*WHAT NEEDS TO BE DONE*.
In your reply, print every line of the listing exactly and omit all images.

*DATA UNDER STUDY*.
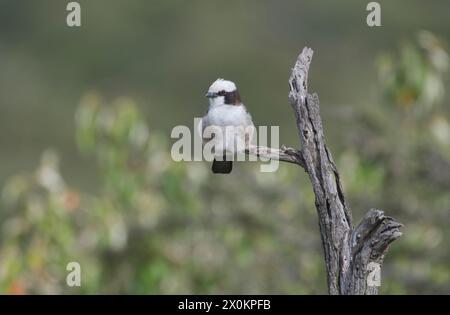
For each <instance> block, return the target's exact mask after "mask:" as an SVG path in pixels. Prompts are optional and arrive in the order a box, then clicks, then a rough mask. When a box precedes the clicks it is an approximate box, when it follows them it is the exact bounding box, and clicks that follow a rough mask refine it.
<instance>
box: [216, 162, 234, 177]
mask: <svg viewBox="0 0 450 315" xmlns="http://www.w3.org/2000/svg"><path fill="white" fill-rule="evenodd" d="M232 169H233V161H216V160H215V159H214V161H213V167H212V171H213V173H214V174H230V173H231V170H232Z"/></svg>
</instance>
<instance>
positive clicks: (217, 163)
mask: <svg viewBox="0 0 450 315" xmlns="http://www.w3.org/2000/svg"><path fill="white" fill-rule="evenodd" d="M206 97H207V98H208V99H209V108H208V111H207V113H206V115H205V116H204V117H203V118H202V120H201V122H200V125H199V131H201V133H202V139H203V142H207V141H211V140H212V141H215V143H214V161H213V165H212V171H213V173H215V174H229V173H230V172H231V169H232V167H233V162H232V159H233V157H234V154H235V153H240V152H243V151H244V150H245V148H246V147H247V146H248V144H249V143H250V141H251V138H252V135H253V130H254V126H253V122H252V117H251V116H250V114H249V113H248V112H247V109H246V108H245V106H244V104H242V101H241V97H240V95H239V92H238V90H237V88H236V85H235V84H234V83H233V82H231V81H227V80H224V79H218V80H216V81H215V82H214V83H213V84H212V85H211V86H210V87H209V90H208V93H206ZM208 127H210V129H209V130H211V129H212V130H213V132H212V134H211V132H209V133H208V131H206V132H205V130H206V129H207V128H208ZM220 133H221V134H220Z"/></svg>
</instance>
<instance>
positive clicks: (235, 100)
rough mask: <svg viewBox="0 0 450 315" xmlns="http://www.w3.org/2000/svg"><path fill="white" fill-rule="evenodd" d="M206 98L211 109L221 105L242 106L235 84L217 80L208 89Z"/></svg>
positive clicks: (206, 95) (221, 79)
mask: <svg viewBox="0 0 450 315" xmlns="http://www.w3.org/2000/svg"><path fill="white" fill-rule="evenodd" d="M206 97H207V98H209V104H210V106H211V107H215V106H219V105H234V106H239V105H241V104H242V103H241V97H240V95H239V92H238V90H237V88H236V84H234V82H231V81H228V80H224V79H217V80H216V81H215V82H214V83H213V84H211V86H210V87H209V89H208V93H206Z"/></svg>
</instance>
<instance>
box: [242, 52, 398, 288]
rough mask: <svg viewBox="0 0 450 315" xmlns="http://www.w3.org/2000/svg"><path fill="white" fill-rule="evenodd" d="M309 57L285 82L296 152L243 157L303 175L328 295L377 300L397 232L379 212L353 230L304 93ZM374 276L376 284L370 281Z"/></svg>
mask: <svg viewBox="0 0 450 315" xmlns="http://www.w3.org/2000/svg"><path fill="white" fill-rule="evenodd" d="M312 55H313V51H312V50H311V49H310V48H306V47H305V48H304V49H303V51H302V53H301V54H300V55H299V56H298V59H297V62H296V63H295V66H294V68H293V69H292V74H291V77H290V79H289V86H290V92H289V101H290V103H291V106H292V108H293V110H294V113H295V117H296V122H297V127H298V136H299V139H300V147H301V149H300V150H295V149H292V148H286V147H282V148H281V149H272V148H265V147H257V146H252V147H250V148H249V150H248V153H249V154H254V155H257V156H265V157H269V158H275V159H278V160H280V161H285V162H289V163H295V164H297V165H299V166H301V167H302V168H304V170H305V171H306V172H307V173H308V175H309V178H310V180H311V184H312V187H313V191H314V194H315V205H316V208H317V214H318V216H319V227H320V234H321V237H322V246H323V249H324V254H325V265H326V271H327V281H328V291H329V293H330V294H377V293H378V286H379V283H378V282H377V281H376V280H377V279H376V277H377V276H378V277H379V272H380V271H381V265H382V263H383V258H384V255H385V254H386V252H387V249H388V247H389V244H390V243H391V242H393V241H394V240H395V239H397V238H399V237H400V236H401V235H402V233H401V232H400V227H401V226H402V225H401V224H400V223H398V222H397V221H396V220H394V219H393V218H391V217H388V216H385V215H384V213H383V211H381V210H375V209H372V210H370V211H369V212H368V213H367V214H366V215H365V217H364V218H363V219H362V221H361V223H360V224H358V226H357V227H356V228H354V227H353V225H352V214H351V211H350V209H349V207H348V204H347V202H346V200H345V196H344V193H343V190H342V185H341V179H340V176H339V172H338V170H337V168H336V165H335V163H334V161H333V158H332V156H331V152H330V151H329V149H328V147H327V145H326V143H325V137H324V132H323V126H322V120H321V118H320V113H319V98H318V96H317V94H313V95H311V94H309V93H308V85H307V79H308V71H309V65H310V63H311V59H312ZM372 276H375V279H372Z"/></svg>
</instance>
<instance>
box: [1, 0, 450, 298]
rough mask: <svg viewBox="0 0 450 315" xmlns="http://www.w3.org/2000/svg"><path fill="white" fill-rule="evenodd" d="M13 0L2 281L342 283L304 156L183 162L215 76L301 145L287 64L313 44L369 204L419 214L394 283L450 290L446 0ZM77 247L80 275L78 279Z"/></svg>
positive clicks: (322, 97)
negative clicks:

*TASK OUTPUT*.
For each <instance> block, return the target's exact mask after "mask:" as an SVG path in pixels. Prompts are optional and arrive in the order a box, then clicks, then a rough mask. When a box precedes the clicks it is an approximate box, when it follows them it is the exact bounding box, and clicks that follow a rough mask refine it.
<instance>
box: [216, 162, 234, 177]
mask: <svg viewBox="0 0 450 315" xmlns="http://www.w3.org/2000/svg"><path fill="white" fill-rule="evenodd" d="M232 169H233V161H216V160H215V159H214V161H213V167H212V171H213V173H214V174H230V173H231V170H232Z"/></svg>
</instance>
<instance>
positive clicks: (217, 163)
mask: <svg viewBox="0 0 450 315" xmlns="http://www.w3.org/2000/svg"><path fill="white" fill-rule="evenodd" d="M206 97H207V98H208V99H209V108H208V111H207V113H206V115H205V116H204V117H203V118H202V120H201V122H200V125H199V131H201V133H202V139H203V142H207V141H211V140H212V141H215V143H214V161H213V165H212V171H213V173H215V174H229V173H230V172H231V169H232V167H233V162H232V159H233V157H234V154H235V153H240V152H243V151H244V150H245V148H246V147H247V146H248V144H249V143H250V141H251V138H252V135H253V130H254V126H253V122H252V117H251V116H250V114H249V113H248V112H247V109H246V108H245V106H244V104H242V101H241V97H240V95H239V92H238V90H237V88H236V85H235V84H234V83H233V82H231V81H227V80H224V79H218V80H216V81H215V82H214V83H213V84H212V85H211V86H210V87H209V90H208V93H206ZM208 127H210V129H209V130H211V129H212V130H213V132H212V134H211V132H209V133H208V131H206V132H205V130H206V129H207V128H208ZM220 133H221V134H220Z"/></svg>
</instance>
<instance>
positive clicks: (235, 100)
rough mask: <svg viewBox="0 0 450 315" xmlns="http://www.w3.org/2000/svg"><path fill="white" fill-rule="evenodd" d="M206 98L211 109L221 105L242 106L235 84L217 80L208 89Z"/></svg>
positive clicks: (206, 95) (221, 79)
mask: <svg viewBox="0 0 450 315" xmlns="http://www.w3.org/2000/svg"><path fill="white" fill-rule="evenodd" d="M206 97H207V98H209V104H210V106H211V107H215V106H219V105H234V106H239V105H241V104H242V103H241V97H240V95H239V92H238V90H237V88H236V84H234V82H231V81H228V80H224V79H217V80H216V81H215V82H214V83H213V84H211V86H210V87H209V89H208V93H206Z"/></svg>
</instance>
<instance>
box: [242, 52, 398, 288]
rough mask: <svg viewBox="0 0 450 315" xmlns="http://www.w3.org/2000/svg"><path fill="white" fill-rule="evenodd" d="M309 57L285 82L296 152L243 157L303 175L328 295L377 300L397 232L379 212L353 230L304 93ZM374 276L376 284L370 281Z"/></svg>
mask: <svg viewBox="0 0 450 315" xmlns="http://www.w3.org/2000/svg"><path fill="white" fill-rule="evenodd" d="M312 55H313V51H312V50H311V49H310V48H306V47H305V48H304V49H303V51H302V53H301V54H300V55H299V56H298V59H297V62H296V63H295V66H294V68H293V69H292V74H291V77H290V79H289V86H290V92H289V101H290V103H291V106H292V108H293V110H294V113H295V117H296V122H297V127H298V136H299V139H300V147H301V149H300V150H295V149H292V148H286V147H282V148H281V149H272V148H265V147H257V146H252V147H250V148H249V150H248V153H249V154H254V155H257V156H265V157H269V158H275V159H278V160H280V161H285V162H289V163H295V164H297V165H299V166H301V167H302V168H304V170H305V171H306V172H307V173H308V175H309V178H310V180H311V184H312V187H313V191H314V194H315V205H316V208H317V214H318V216H319V227H320V234H321V237H322V246H323V249H324V254H325V265H326V271H327V281H328V291H329V293H330V294H377V293H378V286H379V283H378V282H377V281H376V280H377V279H376V277H377V276H378V277H379V272H380V271H381V265H382V263H383V258H384V255H385V254H386V252H387V249H388V247H389V244H390V243H391V242H393V241H394V240H395V239H397V238H399V237H400V236H401V235H402V233H401V232H400V227H401V226H402V225H401V224H400V223H398V222H397V221H396V220H394V219H393V218H391V217H388V216H385V215H384V213H383V211H381V210H375V209H372V210H370V211H369V212H368V213H367V214H366V215H365V217H364V218H363V219H362V221H361V223H360V224H358V226H357V227H356V228H354V227H353V225H352V214H351V211H350V209H349V207H348V204H347V202H346V200H345V196H344V193H343V190H342V185H341V179H340V176H339V172H338V170H337V168H336V165H335V163H334V161H333V158H332V156H331V152H330V151H329V149H328V147H327V145H326V143H325V137H324V132H323V126H322V120H321V118H320V113H319V98H318V96H317V94H313V95H311V94H309V93H308V85H307V79H308V71H309V65H310V63H311V59H312ZM372 276H375V279H372Z"/></svg>
</instance>
<instance>
box: [1, 0, 450, 298]
rough mask: <svg viewBox="0 0 450 315" xmlns="http://www.w3.org/2000/svg"><path fill="white" fill-rule="evenodd" d="M13 0L2 281L342 283L304 156L183 162L215 76L301 145L287 64L313 44L369 204L419 214L394 283L450 290L446 0ZM77 247L80 275L78 279Z"/></svg>
positive clicks: (322, 97)
negative clicks:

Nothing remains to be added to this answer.